### Information given
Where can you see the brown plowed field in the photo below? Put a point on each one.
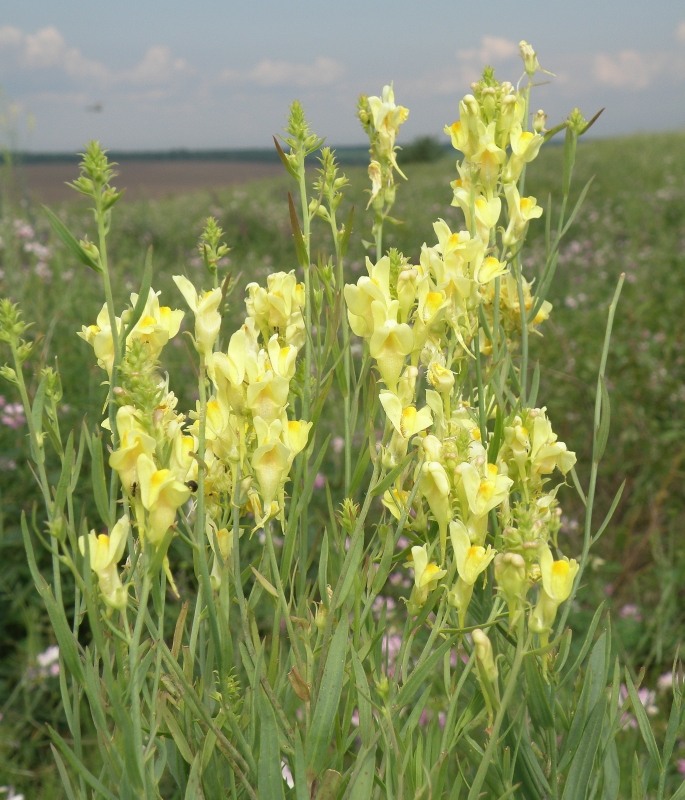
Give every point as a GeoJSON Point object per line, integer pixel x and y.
{"type": "Point", "coordinates": [45, 183]}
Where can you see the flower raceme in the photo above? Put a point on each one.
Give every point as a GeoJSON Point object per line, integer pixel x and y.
{"type": "Point", "coordinates": [467, 302]}
{"type": "Point", "coordinates": [104, 553]}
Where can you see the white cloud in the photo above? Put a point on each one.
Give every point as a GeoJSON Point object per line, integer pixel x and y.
{"type": "Point", "coordinates": [156, 66]}
{"type": "Point", "coordinates": [628, 69]}
{"type": "Point", "coordinates": [322, 71]}
{"type": "Point", "coordinates": [491, 50]}
{"type": "Point", "coordinates": [47, 49]}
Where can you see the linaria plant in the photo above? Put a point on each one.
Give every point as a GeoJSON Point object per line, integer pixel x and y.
{"type": "Point", "coordinates": [240, 630]}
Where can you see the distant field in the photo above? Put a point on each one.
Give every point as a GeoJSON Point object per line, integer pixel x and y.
{"type": "Point", "coordinates": [153, 179]}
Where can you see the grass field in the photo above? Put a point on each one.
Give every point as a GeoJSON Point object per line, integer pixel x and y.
{"type": "Point", "coordinates": [632, 222]}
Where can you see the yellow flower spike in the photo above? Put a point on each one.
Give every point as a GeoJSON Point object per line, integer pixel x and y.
{"type": "Point", "coordinates": [471, 559]}
{"type": "Point", "coordinates": [483, 489]}
{"type": "Point", "coordinates": [283, 359]}
{"type": "Point", "coordinates": [390, 343]}
{"type": "Point", "coordinates": [407, 421]}
{"type": "Point", "coordinates": [271, 460]}
{"type": "Point", "coordinates": [511, 576]}
{"type": "Point", "coordinates": [395, 500]}
{"type": "Point", "coordinates": [521, 210]}
{"type": "Point", "coordinates": [207, 317]}
{"type": "Point", "coordinates": [489, 269]}
{"type": "Point", "coordinates": [546, 452]}
{"type": "Point", "coordinates": [530, 59]}
{"type": "Point", "coordinates": [133, 442]}
{"type": "Point", "coordinates": [161, 494]}
{"type": "Point", "coordinates": [427, 574]}
{"type": "Point", "coordinates": [295, 434]}
{"type": "Point", "coordinates": [220, 539]}
{"type": "Point", "coordinates": [557, 576]}
{"type": "Point", "coordinates": [484, 654]}
{"type": "Point", "coordinates": [440, 378]}
{"type": "Point", "coordinates": [434, 485]}
{"type": "Point", "coordinates": [105, 552]}
{"type": "Point", "coordinates": [99, 336]}
{"type": "Point", "coordinates": [156, 325]}
{"type": "Point", "coordinates": [369, 288]}
{"type": "Point", "coordinates": [268, 397]}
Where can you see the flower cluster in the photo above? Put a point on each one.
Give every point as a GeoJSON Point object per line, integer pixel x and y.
{"type": "Point", "coordinates": [482, 463]}
{"type": "Point", "coordinates": [240, 434]}
{"type": "Point", "coordinates": [381, 119]}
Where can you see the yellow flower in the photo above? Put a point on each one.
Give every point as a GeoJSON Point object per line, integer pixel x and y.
{"type": "Point", "coordinates": [133, 442]}
{"type": "Point", "coordinates": [484, 655]}
{"type": "Point", "coordinates": [407, 421]}
{"type": "Point", "coordinates": [104, 552]}
{"type": "Point", "coordinates": [557, 585]}
{"type": "Point", "coordinates": [390, 342]}
{"type": "Point", "coordinates": [426, 577]}
{"type": "Point", "coordinates": [205, 307]}
{"type": "Point", "coordinates": [471, 559]}
{"type": "Point", "coordinates": [483, 489]}
{"type": "Point", "coordinates": [161, 494]}
{"type": "Point", "coordinates": [557, 576]}
{"type": "Point", "coordinates": [271, 460]}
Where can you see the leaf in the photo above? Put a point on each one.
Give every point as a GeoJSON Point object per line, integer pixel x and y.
{"type": "Point", "coordinates": [319, 735]}
{"type": "Point", "coordinates": [300, 245]}
{"type": "Point", "coordinates": [143, 295]}
{"type": "Point", "coordinates": [584, 757]}
{"type": "Point", "coordinates": [361, 782]}
{"type": "Point", "coordinates": [99, 482]}
{"type": "Point", "coordinates": [270, 781]}
{"type": "Point", "coordinates": [194, 784]}
{"type": "Point", "coordinates": [266, 584]}
{"type": "Point", "coordinates": [644, 725]}
{"type": "Point", "coordinates": [71, 243]}
{"type": "Point", "coordinates": [78, 766]}
{"type": "Point", "coordinates": [602, 433]}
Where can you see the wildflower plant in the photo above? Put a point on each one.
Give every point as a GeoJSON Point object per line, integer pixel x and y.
{"type": "Point", "coordinates": [232, 619]}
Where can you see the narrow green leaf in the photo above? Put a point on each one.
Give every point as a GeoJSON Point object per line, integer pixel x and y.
{"type": "Point", "coordinates": [79, 767]}
{"type": "Point", "coordinates": [143, 294]}
{"type": "Point", "coordinates": [361, 782]}
{"type": "Point", "coordinates": [299, 769]}
{"type": "Point", "coordinates": [612, 772]}
{"type": "Point", "coordinates": [71, 243]}
{"type": "Point", "coordinates": [194, 784]}
{"type": "Point", "coordinates": [644, 724]}
{"type": "Point", "coordinates": [300, 245]}
{"type": "Point", "coordinates": [345, 238]}
{"type": "Point", "coordinates": [363, 698]}
{"type": "Point", "coordinates": [320, 734]}
{"type": "Point", "coordinates": [537, 694]}
{"type": "Point", "coordinates": [64, 775]}
{"type": "Point", "coordinates": [65, 637]}
{"type": "Point", "coordinates": [66, 474]}
{"type": "Point", "coordinates": [270, 781]}
{"type": "Point", "coordinates": [421, 673]}
{"type": "Point", "coordinates": [602, 433]}
{"type": "Point", "coordinates": [329, 786]}
{"type": "Point", "coordinates": [99, 481]}
{"type": "Point", "coordinates": [584, 757]}
{"type": "Point", "coordinates": [380, 487]}
{"type": "Point", "coordinates": [38, 452]}
{"type": "Point", "coordinates": [610, 512]}
{"type": "Point", "coordinates": [169, 716]}
{"type": "Point", "coordinates": [284, 158]}
{"type": "Point", "coordinates": [350, 569]}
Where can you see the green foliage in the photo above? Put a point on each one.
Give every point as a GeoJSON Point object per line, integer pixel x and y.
{"type": "Point", "coordinates": [289, 660]}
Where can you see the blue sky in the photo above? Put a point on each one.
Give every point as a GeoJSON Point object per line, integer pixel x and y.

### Aim
Please rewrite all of the material above as a Markdown table with two columns, "Number" and "Entry", giving each line its own numbered row. Skip blank lines and leave the pictures out.

### The result
| Number | Entry |
|---|---|
| 1 | Where can you see the brown plowed field in the photo below? Put a point on each one. |
| 2 | Give every point as a GeoJSON Point object per line, integer pixel x and y. |
| 3 | {"type": "Point", "coordinates": [45, 183]} |
| 4 | Where can you see the flower raceme in the photo above? Put a point on each one. |
| 5 | Give every point as a GeoJSON Point object per line, integer pixel x and y. |
| 6 | {"type": "Point", "coordinates": [467, 302]} |
| 7 | {"type": "Point", "coordinates": [104, 553]} |
| 8 | Where can you see the white cloud in the photo above? Put a point on each one. |
| 9 | Give every point as a GeoJSON Point object per line, integer pixel x and y. |
| 10 | {"type": "Point", "coordinates": [156, 66]} |
| 11 | {"type": "Point", "coordinates": [628, 69]} |
| 12 | {"type": "Point", "coordinates": [322, 71]} |
| 13 | {"type": "Point", "coordinates": [491, 50]} |
| 14 | {"type": "Point", "coordinates": [47, 49]} |
| 15 | Where can you see the linaria plant in the photo above? Put a point on each one. |
| 16 | Give every point as a GeoJSON Point object per line, integer pixel x and y. |
| 17 | {"type": "Point", "coordinates": [240, 630]} |
| 18 | Where can you see the distant field in the photo above? Put a point on each one. |
| 19 | Give every point as a GeoJSON Point object per line, integer pixel x and y. |
| 20 | {"type": "Point", "coordinates": [153, 179]} |
| 21 | Where can you see the grass field in the photo above? Put a point on each one. |
| 22 | Give every point as a GeoJSON Point object per line, integer pixel x and y. |
| 23 | {"type": "Point", "coordinates": [632, 222]} |
| 24 | Where can you see the yellow flower spike in the photo above? Put a point on each one. |
| 25 | Give every point as a GeoJSON Point object per line, integer pixel x and y. |
| 26 | {"type": "Point", "coordinates": [471, 559]} |
| 27 | {"type": "Point", "coordinates": [483, 489]} |
| 28 | {"type": "Point", "coordinates": [283, 359]} |
| 29 | {"type": "Point", "coordinates": [390, 343]} |
| 30 | {"type": "Point", "coordinates": [407, 421]} |
| 31 | {"type": "Point", "coordinates": [271, 460]} |
| 32 | {"type": "Point", "coordinates": [511, 576]} |
| 33 | {"type": "Point", "coordinates": [395, 500]} |
| 34 | {"type": "Point", "coordinates": [521, 210]} |
| 35 | {"type": "Point", "coordinates": [207, 317]} |
| 36 | {"type": "Point", "coordinates": [489, 269]} |
| 37 | {"type": "Point", "coordinates": [546, 452]} |
| 38 | {"type": "Point", "coordinates": [530, 59]} |
| 39 | {"type": "Point", "coordinates": [133, 442]} |
| 40 | {"type": "Point", "coordinates": [161, 494]} |
| 41 | {"type": "Point", "coordinates": [427, 574]} |
| 42 | {"type": "Point", "coordinates": [295, 434]} |
| 43 | {"type": "Point", "coordinates": [220, 539]} |
| 44 | {"type": "Point", "coordinates": [557, 576]} |
| 45 | {"type": "Point", "coordinates": [484, 654]} |
| 46 | {"type": "Point", "coordinates": [440, 378]} |
| 47 | {"type": "Point", "coordinates": [434, 485]} |
| 48 | {"type": "Point", "coordinates": [105, 552]} |
| 49 | {"type": "Point", "coordinates": [99, 336]} |
| 50 | {"type": "Point", "coordinates": [156, 325]} |
| 51 | {"type": "Point", "coordinates": [369, 288]} |
| 52 | {"type": "Point", "coordinates": [268, 397]} |
| 53 | Where can you see the flower cluster in the photo above? Put a point on each one. |
| 54 | Give every point as a GeoJSON Point object per line, integer pixel x and y. |
| 55 | {"type": "Point", "coordinates": [482, 463]} |
| 56 | {"type": "Point", "coordinates": [240, 434]} |
| 57 | {"type": "Point", "coordinates": [381, 119]} |
| 58 | Where can you see the yellow flower in the photo above? Put a point on each one. |
| 59 | Give every point as a GeoJSON Point object per line, integer pixel x and y. |
| 60 | {"type": "Point", "coordinates": [133, 442]} |
| 61 | {"type": "Point", "coordinates": [484, 655]} |
| 62 | {"type": "Point", "coordinates": [407, 421]} |
| 63 | {"type": "Point", "coordinates": [104, 552]} |
| 64 | {"type": "Point", "coordinates": [557, 585]} |
| 65 | {"type": "Point", "coordinates": [390, 342]} |
| 66 | {"type": "Point", "coordinates": [426, 577]} |
| 67 | {"type": "Point", "coordinates": [205, 307]} |
| 68 | {"type": "Point", "coordinates": [471, 559]} |
| 69 | {"type": "Point", "coordinates": [483, 489]} |
| 70 | {"type": "Point", "coordinates": [161, 494]} |
| 71 | {"type": "Point", "coordinates": [557, 576]} |
| 72 | {"type": "Point", "coordinates": [271, 460]} |
| 73 | Where can you see the leaf in the photo above? Put a point on each one. |
| 74 | Give every point as a GeoJSON Point object per line, integer pixel x and y. |
| 75 | {"type": "Point", "coordinates": [319, 735]} |
| 76 | {"type": "Point", "coordinates": [300, 245]} |
| 77 | {"type": "Point", "coordinates": [143, 295]} |
| 78 | {"type": "Point", "coordinates": [584, 757]} |
| 79 | {"type": "Point", "coordinates": [361, 782]} |
| 80 | {"type": "Point", "coordinates": [99, 482]} |
| 81 | {"type": "Point", "coordinates": [270, 781]} |
| 82 | {"type": "Point", "coordinates": [194, 784]} |
| 83 | {"type": "Point", "coordinates": [266, 584]} |
| 84 | {"type": "Point", "coordinates": [644, 725]} |
| 85 | {"type": "Point", "coordinates": [71, 243]} |
| 86 | {"type": "Point", "coordinates": [78, 766]} |
| 87 | {"type": "Point", "coordinates": [602, 433]} |
| 88 | Where can you see the wildflower plant in the photo above? Put a point on each one. |
| 89 | Give every point as a GeoJSON Point object per line, integer pixel x and y. |
| 90 | {"type": "Point", "coordinates": [232, 619]} |
| 91 | Where can you see the narrow green leaf in the photo above? Put a point on each one. |
| 92 | Give every point as a GeoJSON Point object per line, integer pixel x and y. |
| 93 | {"type": "Point", "coordinates": [79, 767]} |
| 94 | {"type": "Point", "coordinates": [143, 294]} |
| 95 | {"type": "Point", "coordinates": [361, 782]} |
| 96 | {"type": "Point", "coordinates": [299, 769]} |
| 97 | {"type": "Point", "coordinates": [612, 772]} |
| 98 | {"type": "Point", "coordinates": [71, 243]} |
| 99 | {"type": "Point", "coordinates": [194, 784]} |
| 100 | {"type": "Point", "coordinates": [644, 724]} |
| 101 | {"type": "Point", "coordinates": [300, 245]} |
| 102 | {"type": "Point", "coordinates": [345, 238]} |
| 103 | {"type": "Point", "coordinates": [363, 698]} |
| 104 | {"type": "Point", "coordinates": [320, 734]} |
| 105 | {"type": "Point", "coordinates": [537, 694]} |
| 106 | {"type": "Point", "coordinates": [64, 775]} |
| 107 | {"type": "Point", "coordinates": [65, 637]} |
| 108 | {"type": "Point", "coordinates": [66, 474]} |
| 109 | {"type": "Point", "coordinates": [270, 781]} |
| 110 | {"type": "Point", "coordinates": [421, 673]} |
| 111 | {"type": "Point", "coordinates": [602, 433]} |
| 112 | {"type": "Point", "coordinates": [329, 786]} |
| 113 | {"type": "Point", "coordinates": [99, 481]} |
| 114 | {"type": "Point", "coordinates": [584, 757]} |
| 115 | {"type": "Point", "coordinates": [380, 487]} |
| 116 | {"type": "Point", "coordinates": [38, 452]} |
| 117 | {"type": "Point", "coordinates": [610, 512]} |
| 118 | {"type": "Point", "coordinates": [169, 716]} |
| 119 | {"type": "Point", "coordinates": [284, 158]} |
| 120 | {"type": "Point", "coordinates": [350, 569]} |
| 121 | Where can you see the green foliage in the photo above? Put a point on each one. |
| 122 | Give every point as a GeoJSON Point object per line, integer pixel x and y. |
| 123 | {"type": "Point", "coordinates": [289, 660]} |
| 124 | Where can you see the blue sky in the photo above? Put a point on each one. |
| 125 | Give every point as a GeoJSON Point object per line, integer pixel x and y. |